Required task 1. Gather every line of the entries below that contains the word "bird".

Selection.
— Start —
B. Carroll D. Osburn
According to the back cover of his book, Carroll D.
Osburn is “an internationally respected New Testament
textual scholar” who is the Carmichael Distinguished
Professor of New Testament at ACU. In 1993, he
published a book entitled The Peaceable Kingdom: Essays
Favoring Non-Sectarian Christianity (1993, Restoration
Perspectives). Professor Osburn is very open in that
book about ACU’s agenda for changing the church.
1. On pages 14-15 we read: “With
so many questions flying around and so much uncertainty
being expressed in various quarters, what an opportunity
for the various faculties of our Christian colleges and
universities to help shape the future! These are the best
of times to be involved in Christian education! If we are
to have a truly significant impact upon the national and
international scene, faculties of religion must play
leading prophetic roles in channeling and facilitating
whatever changes loom ahead. An outdated curriculum
from a sectarian past that placed emphasis upon
transmitting doctrinaire positions will not suffice if we
would engage convincingly the larger arenas of current
religious thought. … Our graduate programs must train
students how to think, to investigate the biblical text
afresh, to feel the pulse of the world around them, to
sense where things ought to go, and provide the kind of
experiences that will enable servants to go out into
churches and communities and provide direction.” As
we know, ACU has not been very successful in teaching their
graduates “how to think” – but they have been quite
successful in sending those graduates forth to “provide
direction” for the church.
— End —
Required task 2. According to the passage about Carroll D. Osburn, what professorship does he hold at ACU?

Data to process.
— Start —
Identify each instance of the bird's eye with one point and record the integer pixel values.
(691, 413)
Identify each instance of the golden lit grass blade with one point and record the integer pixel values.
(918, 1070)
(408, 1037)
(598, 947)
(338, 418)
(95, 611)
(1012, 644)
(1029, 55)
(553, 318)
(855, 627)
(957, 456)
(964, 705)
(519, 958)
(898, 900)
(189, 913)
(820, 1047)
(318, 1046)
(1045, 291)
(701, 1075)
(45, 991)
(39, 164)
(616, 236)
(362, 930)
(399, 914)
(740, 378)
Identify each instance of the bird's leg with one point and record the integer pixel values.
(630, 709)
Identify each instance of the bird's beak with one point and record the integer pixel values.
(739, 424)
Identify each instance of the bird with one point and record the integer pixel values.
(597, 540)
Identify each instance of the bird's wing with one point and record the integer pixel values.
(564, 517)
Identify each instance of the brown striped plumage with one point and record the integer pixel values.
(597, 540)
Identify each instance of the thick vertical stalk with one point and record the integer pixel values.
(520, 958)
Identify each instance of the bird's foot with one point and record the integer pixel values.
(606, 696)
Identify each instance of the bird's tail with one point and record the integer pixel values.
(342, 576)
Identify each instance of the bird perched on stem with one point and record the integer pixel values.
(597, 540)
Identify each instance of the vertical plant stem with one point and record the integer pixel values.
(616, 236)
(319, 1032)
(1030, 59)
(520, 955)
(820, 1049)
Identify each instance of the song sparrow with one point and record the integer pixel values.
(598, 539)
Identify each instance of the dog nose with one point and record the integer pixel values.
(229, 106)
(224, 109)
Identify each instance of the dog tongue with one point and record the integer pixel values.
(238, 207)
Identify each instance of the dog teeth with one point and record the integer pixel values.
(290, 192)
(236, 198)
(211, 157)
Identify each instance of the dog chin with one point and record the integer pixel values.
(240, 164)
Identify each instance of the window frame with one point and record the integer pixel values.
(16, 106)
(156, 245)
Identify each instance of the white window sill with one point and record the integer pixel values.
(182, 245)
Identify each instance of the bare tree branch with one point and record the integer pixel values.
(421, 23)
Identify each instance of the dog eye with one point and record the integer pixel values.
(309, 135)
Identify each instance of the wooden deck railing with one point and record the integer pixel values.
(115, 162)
— End —
Correct response 1.
Identify each instance of the bird's eye with one point and record the integer pixel values.
Identify each instance of the bird's leg with one point and record the integer pixel values.
Identify each instance of the bird's beak with one point and record the integer pixel values.
Identify each instance of the bird with one point and record the integer pixel values.
Identify each instance of the bird's wing with one point and record the integer pixel values.
Identify each instance of the bird's foot with one point and record the integer pixel values.
Identify each instance of the bird's tail with one point and record the integer pixel values.
Identify each instance of the bird perched on stem with one point and record the integer pixel values.

Correct response 2. He is the Carmichael Distinguished Professor of New Testament at ACU.